PEEPING TOM. (1960) DIRECTED AND PRODUCED BY MICHAEL POWELL. WRITTEN BY LEO MARKS.
STARRING CARL BOEHM, ANNA MASSEY, MOIRA SHEARER, MAXINE AUDLEY, MICHAEL POWELL, COLUMBA POWELL AND MILES MALLESON.
REVIEW BY SANDRA HARRIS. ©
(Severe Warning: Written early on in my reviewing days and chock-a-block with spoilers!!! It’s virtually all spoilers, so read on at your peril and don’t come complaining to me, lol.)
Mark Lewis is a very, very naughty boy. Do you know what he does? Can you guess? You’ll never guess, so I suppose I’ll have to tell you, just this once. He murders women, but that’s not all.
He also likes to film their final moments, and the terror on their faces as he stabs them in the throat with a nasty spike that sticks out of his camera… That’s a new one, isn’t it? I bet you haven’t heard that one before.
He’s not just committing these atrocious deeds willy-nilly, however. Certainly not. He had an exceptionally messed-up childhood. Yes, yes, I know we all did, but Mark’s was more messed-up than most.
His father, a writer of dreary scientific tomes, filmed Mark constantly throughout his formative years. What’s wrong with that, you say? Nothing wrong with keeping a record of your son’s childhood. Is there…?
No, no. You don’t understand. Scientist Professor Lewis filmed his son’s reactions to the most sinister and inappropriate situations, like his mother’s death and subsequent burial, and having his father deposit a lizard in his bed without warning. Now do you see…?

Problem 1
Answer these questions about the Peeping Tom review:
(a) Who wrote the film?
(b) What does Mark Lewis use to stab the women he murders?
(c) What kind of books did Mark's father write?
Problem 2
Write the next part of the Peeping Tom review, starting after its final sentence.
The data that follows has no connection to the Peeping Tom review.

Data excerpt
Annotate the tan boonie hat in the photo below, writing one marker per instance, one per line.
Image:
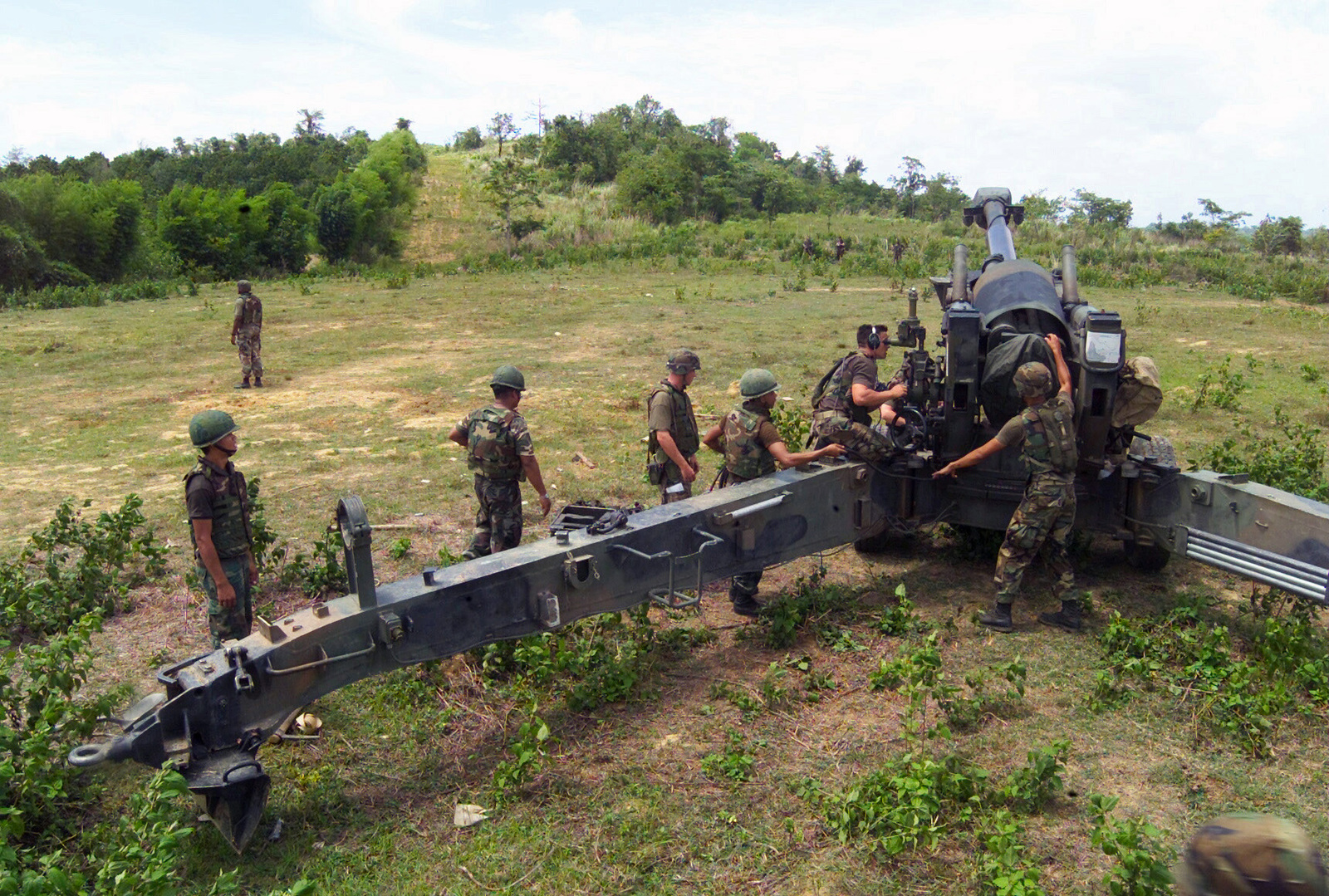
(1033, 379)
(1246, 854)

Final result 1
(a) Leo Marks.
(b) A spike that sticks out of his camera.
(c) Dreary scientific tomes.

Final result 2
Professor Lewis was one sick dude- you can take that to the bank- and he’s pretty much wholly responsible for his son Mark’s turning out the same way.
Mark has become a ‘scoptophiliac,’ a voyeur, a Peeping Tom, someone who gets pleasure out of watching someone else who is unaware that they are being watched.
The technical, textbook definition of a Peeping Tom is ‘a person who derives sexual pleasure from secretly watching people undressing or engaging in sexual activity.’
However, Mark Lewis in this film just seems to like filming people in general, and their reactions to things in particular, just like his own father did. Although Mark still suffers from a paraphilia, or sexual disorder, ie, voyeurism, we are not aware that he is thinking about sex the whole time he’s filming people. He is getting excited, however, so maybe that’s the same thing.
Anyway, he’s never seen without his camera. He’s made a career out of his passion. He works as a focus-puller for a film studio, and on the side he shoots so-called ‘glamour’ pics for a seedy Soho newsagent. Nudes, and so on.
The scene where a ‘respectable’ middle-aged, obviously married man (Hammer’s Miles Malleson) comes into the newsagent asking to see the shopkeeper’s ‘views’ and the shopkeeper produces a book of nudie photos from under the counter for the man to choose from is hilarious. Hilarious in the sense that that was how they did porn in the Fifties…! Nowadays porn is freely available at the touch of a button. Back then, you had to take what you could get. Â
Mark murders a hooker, a two-bit stand-in actress/dancer from the studio where he works and a stunning blonde nude model he was meant to be photographing. He films all three of their agonised deaths and watches the films back afterwards in his flat.
I think it’s safe to say that he masturbates while watching them and they’re how he attains his climax. I’d even venture to say that, without the stimulus of the voyeurism which is his particular paraphilia or sexual disorder, he might find it difficult or even impossible to ejaculate. I’m guessing, therefore, that, in such a situation, he’d have to fantasise about the voyeurism or a voyeuristic situation in order to achieve a successful conclusion, as it were.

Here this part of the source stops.